Job: Count the lines in the entries below that contain the word "beige", treating uppercase and lowercase as different. Give only the number.

Input records:

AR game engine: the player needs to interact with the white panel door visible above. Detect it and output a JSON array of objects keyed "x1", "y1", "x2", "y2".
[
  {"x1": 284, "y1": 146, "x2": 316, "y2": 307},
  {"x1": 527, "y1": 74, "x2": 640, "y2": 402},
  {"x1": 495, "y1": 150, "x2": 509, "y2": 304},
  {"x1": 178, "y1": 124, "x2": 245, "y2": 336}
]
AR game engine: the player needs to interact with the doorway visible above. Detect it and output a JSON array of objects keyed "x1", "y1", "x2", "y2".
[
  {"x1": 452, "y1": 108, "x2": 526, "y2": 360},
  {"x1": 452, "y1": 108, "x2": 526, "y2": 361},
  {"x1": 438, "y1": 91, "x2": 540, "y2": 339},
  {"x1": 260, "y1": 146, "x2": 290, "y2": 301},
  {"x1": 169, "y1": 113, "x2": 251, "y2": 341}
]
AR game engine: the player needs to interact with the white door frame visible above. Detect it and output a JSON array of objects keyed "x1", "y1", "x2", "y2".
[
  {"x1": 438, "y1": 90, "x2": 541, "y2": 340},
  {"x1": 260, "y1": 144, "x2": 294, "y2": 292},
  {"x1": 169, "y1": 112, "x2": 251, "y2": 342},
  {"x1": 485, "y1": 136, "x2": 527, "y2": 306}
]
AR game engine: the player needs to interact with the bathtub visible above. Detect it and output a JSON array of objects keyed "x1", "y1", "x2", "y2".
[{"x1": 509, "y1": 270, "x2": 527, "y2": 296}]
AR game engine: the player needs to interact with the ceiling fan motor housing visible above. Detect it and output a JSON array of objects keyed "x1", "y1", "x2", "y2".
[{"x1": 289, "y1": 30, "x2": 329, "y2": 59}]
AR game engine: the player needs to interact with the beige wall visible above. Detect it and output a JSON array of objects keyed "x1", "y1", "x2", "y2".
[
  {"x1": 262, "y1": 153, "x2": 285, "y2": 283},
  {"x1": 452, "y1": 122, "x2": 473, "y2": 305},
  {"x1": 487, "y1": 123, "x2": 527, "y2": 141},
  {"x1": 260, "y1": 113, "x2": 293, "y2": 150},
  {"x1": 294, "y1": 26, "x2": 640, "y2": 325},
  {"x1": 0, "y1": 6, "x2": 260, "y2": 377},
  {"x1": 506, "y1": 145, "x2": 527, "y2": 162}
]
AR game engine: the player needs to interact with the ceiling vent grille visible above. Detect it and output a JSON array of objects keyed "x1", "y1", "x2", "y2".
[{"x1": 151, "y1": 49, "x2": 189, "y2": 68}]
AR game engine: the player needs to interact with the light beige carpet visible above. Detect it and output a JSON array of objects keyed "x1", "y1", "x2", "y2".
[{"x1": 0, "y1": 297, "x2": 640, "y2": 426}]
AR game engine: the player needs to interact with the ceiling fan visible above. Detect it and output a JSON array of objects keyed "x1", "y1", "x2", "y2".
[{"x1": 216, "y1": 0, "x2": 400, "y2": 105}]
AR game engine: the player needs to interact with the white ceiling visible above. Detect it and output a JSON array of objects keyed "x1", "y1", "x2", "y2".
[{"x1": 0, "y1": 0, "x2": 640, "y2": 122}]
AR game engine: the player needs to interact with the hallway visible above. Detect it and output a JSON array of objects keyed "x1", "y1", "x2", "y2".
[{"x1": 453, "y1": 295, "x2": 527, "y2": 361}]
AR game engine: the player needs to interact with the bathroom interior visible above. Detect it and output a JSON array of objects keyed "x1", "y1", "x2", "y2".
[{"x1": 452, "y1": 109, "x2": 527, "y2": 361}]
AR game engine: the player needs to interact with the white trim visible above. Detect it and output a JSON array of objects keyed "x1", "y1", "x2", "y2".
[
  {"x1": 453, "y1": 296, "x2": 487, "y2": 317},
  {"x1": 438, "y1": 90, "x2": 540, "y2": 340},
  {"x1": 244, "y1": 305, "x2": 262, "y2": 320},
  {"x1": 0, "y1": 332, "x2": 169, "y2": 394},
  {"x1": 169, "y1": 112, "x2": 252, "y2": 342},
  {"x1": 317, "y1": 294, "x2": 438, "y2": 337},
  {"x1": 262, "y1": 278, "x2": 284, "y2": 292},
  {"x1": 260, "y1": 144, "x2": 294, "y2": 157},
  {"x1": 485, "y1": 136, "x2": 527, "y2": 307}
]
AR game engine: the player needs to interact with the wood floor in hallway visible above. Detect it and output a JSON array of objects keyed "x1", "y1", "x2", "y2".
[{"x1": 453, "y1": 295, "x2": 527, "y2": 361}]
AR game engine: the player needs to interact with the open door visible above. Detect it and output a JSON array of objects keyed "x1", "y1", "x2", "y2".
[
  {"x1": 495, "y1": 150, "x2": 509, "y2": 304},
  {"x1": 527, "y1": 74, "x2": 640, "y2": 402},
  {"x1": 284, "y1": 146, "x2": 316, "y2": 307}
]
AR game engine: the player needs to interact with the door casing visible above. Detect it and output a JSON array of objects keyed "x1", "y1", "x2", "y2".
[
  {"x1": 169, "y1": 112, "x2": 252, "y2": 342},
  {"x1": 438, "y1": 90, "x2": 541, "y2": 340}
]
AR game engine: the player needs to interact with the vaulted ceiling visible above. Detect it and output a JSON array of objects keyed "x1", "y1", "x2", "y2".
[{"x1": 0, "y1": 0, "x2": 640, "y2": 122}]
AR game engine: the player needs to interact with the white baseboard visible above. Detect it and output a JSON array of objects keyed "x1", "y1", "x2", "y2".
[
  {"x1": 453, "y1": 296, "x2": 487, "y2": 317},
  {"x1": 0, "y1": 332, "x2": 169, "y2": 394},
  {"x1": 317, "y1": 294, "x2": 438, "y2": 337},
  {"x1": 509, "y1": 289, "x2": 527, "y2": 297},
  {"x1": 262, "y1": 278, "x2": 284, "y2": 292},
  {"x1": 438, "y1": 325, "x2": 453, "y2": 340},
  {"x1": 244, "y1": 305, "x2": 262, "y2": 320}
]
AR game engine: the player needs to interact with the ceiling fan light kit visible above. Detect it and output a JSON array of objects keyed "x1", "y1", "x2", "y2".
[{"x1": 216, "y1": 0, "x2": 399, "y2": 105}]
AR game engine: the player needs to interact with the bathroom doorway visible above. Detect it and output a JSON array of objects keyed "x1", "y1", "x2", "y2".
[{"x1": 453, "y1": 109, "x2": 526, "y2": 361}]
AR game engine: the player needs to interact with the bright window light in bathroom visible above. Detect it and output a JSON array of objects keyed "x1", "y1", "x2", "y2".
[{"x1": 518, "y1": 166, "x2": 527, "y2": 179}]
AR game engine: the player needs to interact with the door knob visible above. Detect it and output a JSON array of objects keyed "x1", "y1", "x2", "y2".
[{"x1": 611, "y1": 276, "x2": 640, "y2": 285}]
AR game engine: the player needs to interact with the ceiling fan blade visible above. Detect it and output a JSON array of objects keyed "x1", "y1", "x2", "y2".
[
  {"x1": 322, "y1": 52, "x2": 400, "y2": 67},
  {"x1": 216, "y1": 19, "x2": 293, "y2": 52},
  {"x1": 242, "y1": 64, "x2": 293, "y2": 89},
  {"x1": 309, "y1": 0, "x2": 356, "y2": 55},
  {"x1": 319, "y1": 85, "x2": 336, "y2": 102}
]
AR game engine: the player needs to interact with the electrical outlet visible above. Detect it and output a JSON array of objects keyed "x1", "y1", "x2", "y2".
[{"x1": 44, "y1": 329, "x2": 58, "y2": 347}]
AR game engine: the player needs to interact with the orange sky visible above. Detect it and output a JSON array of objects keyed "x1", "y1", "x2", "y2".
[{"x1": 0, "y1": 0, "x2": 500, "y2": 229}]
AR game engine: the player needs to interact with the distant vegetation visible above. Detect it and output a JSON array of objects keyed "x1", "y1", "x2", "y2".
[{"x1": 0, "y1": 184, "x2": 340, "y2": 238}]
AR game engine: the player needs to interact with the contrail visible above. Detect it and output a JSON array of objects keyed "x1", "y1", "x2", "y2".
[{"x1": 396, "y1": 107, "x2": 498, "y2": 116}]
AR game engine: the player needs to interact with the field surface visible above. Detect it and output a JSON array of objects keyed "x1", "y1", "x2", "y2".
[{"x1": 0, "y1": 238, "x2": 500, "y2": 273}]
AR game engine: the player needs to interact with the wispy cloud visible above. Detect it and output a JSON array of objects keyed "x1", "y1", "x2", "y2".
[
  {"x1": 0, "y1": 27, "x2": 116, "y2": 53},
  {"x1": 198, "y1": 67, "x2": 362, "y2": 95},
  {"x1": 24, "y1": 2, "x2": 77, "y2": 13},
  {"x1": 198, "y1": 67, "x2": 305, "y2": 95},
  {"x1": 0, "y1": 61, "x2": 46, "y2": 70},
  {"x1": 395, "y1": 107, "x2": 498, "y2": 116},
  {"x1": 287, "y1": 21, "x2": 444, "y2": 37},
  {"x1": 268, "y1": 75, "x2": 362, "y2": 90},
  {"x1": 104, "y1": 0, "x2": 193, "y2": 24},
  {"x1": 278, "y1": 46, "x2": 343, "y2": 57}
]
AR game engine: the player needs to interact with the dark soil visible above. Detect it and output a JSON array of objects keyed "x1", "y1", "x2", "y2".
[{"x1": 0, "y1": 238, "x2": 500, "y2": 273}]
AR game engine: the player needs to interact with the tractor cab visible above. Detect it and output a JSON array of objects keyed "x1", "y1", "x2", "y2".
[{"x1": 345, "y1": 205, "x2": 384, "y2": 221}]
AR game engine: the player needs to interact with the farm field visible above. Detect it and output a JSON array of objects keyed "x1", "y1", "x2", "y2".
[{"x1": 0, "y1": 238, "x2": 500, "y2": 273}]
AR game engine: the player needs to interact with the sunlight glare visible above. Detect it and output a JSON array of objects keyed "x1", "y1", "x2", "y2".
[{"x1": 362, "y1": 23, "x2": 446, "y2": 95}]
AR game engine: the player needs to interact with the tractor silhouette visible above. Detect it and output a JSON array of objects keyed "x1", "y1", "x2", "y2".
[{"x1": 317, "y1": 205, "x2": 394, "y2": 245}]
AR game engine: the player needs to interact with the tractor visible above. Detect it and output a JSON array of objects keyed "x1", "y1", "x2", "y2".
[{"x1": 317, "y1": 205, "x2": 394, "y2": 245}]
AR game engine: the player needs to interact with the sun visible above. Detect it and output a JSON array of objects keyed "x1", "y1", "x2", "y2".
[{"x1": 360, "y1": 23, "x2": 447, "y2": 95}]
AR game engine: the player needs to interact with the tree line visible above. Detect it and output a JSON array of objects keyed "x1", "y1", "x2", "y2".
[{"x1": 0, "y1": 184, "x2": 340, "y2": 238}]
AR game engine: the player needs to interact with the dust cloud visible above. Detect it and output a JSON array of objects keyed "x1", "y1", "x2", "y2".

Result of this task: 2